+++ FRAGMENTO PROPORCIONADO
Trabajo para tener un techo en el que cobijarme, entro a redes sociales y veo más vanidades en las que participo para no perder lo poco que me queda, escribo cosas para contentar a gente que ni se molesta en responder cuando les mando los resultados y les pregunto qué tal va todo, ignorando las mínimas normas de educación de responder a quién te está hablando, pero hay que perdonarles, porque están muy ocupados (para atenderte a ti, se entiende). Y el día pasa y el teléfono está mudo, ni una llamada ni un mensaje que me diga qué tal estoy. Y no me puedo quejar porque voy a parecer un amargado y nadie quiere acercarse a los amargados y todos tienen sus problemas, pero parecen pasar de todo. Quizá sea esa la clave, pasar de todo y no pensar, simplemente hacer cosas, aunque algunas sean estúpidas y lamentables. Quizá en ello, de forma involuntaria, está la sabiduría de cómo debe vivirse la vida, como una especie de recreo en el que hacer tonterías, porque cuando el recreo se termina todos, los gamberros y los eruditos, los tristes y los bonachones, volvemos a la misma aula de la que salimos. Y entiendo la idea y les envidio por carecer de esa inconsciencia, porque una vez más, aunque eso puedo hacerlo, no está en mi forma de ser como para mantenerlo en el tiempo.

Es en esos días cuando escribo entradas de este tipo, con cansancio, porque no me apetece teclear delante de una pantalla, sino comentarlo con alguien. No sentir que estoy escribiendo mensajes para tirarlos en una botella al mar en espera de que alguien los lea, sino que estoy estableciendo una interacción con otros seres de la isla en la que estamos, algo que me aporte esa saciedad a mi hambre de interacciones con sustancia. Como ya está todo inventado y nada de lo que experimentemos es novedoso, pues mucha gente ha pasado por lo mismo, sea lo que sea, antes que nosotros, en días así me acuerdo de una de las últimas escenas de la serie “Mad Men”, una serie que guardaré siempre en mi memoria por lo bien que ha retratado tantos estados de ánimo por los que he pasado. En esta escena, un hombre cuenta esa misma sensación que estoy describiendo, la de estar en un mundo que parece pasar de él y el protagonista, hundido en su miseria moral acaba abrazándose a ese hombre que no conocía y que le ha dicho exactamente cómo se siente. Una escena emocionante y de las que duelen incluso físicamente.




“Es como si a nadie le importara que me vaya. Deberían quererme. O sea, quizás me quieren, pero yo ni siquiera sé lo que eso. Te pasas la vida pensando que no encajas, que la gente no te da nada y luego te das cuenta de que lo intentan y tú ni siquiera sabes qué es”.

Es en días así, cuando la pulsión de muerte acecha, en los que necesito aferrarme a los recuerdos de momentos en los que me he sentido vivo, en los buenos momentos en los que he estado presente y he sido protagonista. Me vienen a la mente imágenes dispares, como unos pies con uñas pintadas de azul sumergidos en el agua, una casa de campo, la esquina de una calle cualquiera en una ciudad, un hombro desnudo, un plato de lentejas, un cabello acariciado, una taza de chocolate, un parque, unas piernas cruzadas sobre sí mismas, el roce de una piel o unas manos que se aferran a tu cuerpo en un abrazo. Son momentos en los que también necesito algo tangible, que se pueda tocar y oler, como esos libros y esas películas compartidas en su momento, esas cartas que alguien me envió con cariño y que vuelvo a leer con su imagen en mi cabeza, mientras acaricio o incluso beso la escritura, como si ese beso fuera a transmitirse por el éter hasta su destinatario. Se piensa en esa gente que nos ha hecho sentir amados y que se ha ganado nuestro amor, gente que nos ha dado vida y a la que hemos intentado corresponder lo mejor que hemos podido. Porque eso es lo que nos queda cuando el ruido y la furia nos amenazan, el testimonio y la prueba de haber vivido de verdad. Y de seguir viviendo, no por hogueras de vanidades ni por obligaciones sordas, sino para repetir o incluir nuevas pruebas de vida. Ese es para mí el verdadero sentido de todo esto.
++++++
+++ LOS DATOS
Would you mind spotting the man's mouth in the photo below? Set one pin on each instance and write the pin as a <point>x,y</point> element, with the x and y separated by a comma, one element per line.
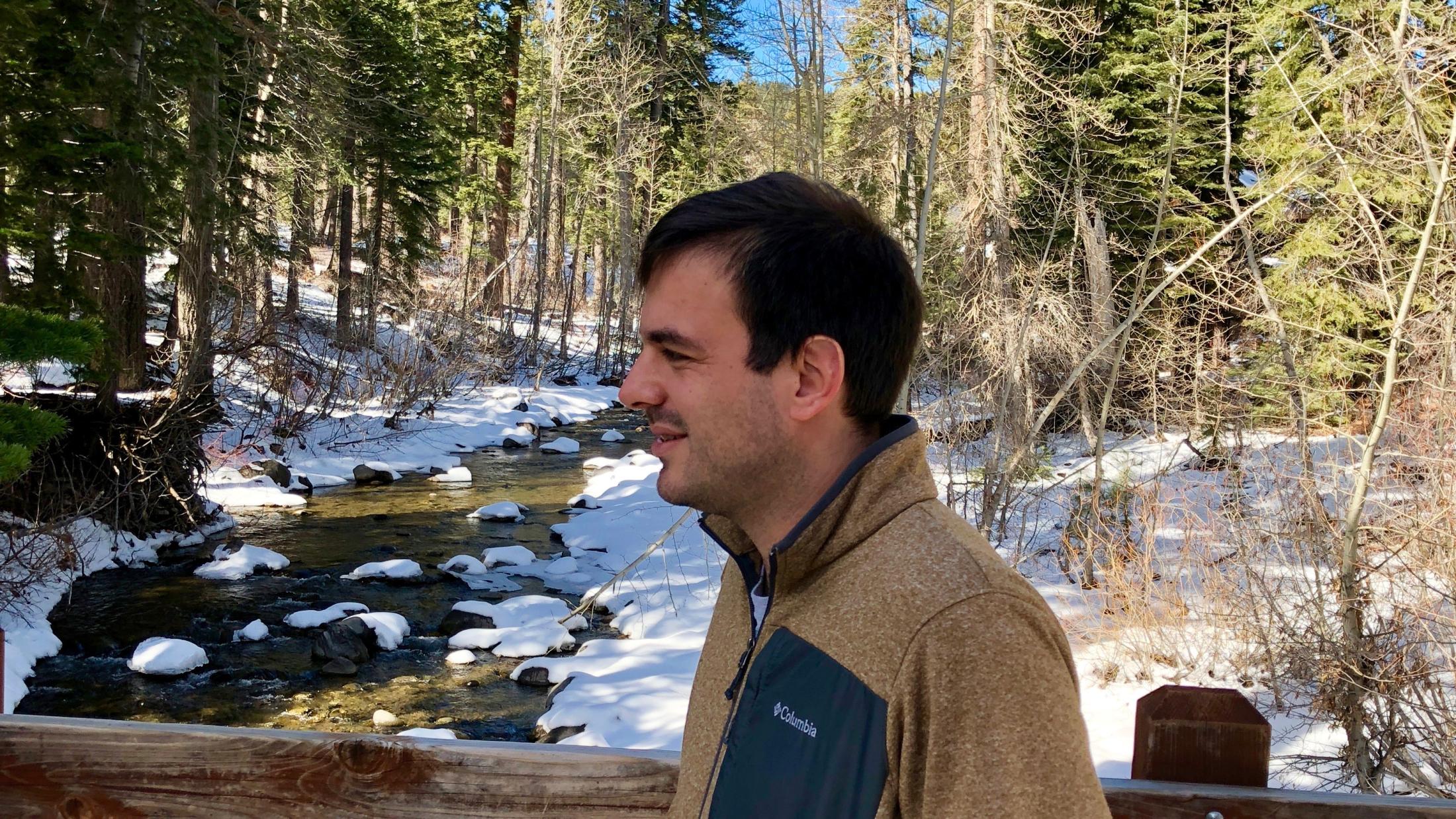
++++++
APLICA LO LEÍDO:
a) Según el fragmento, ¿qué tipos de personas vuelven a la misma aula cuando termina el recreo? Enuméralos todos.
b) Resume el fragmento en tres oraciones.

TUS RESPUESTAS ESCRITAS:
a) Los gamberros, los eruditos, los tristes y los bonachones.

b) El fragmento describe una rutina de trabajo y redes sociales en la que nadie responde ni llama, y plantea que quizá la clave sea pasar de todo y vivir la vida como un recreo. En esos días se escribe con cansancio, con ganas de una interacción con sustancia, y se recuerda una escena de la serie “Mad Men” en la que un hombre cuenta la sensación de estar en un mundo que parece pasar de él. Cuando acecha la pulsión de muerte, se recurre a recuerdos de momentos vividos y a libros, películas y cartas compartidos, como prueba de haber vivido de verdad y como sentido para seguir viviendo.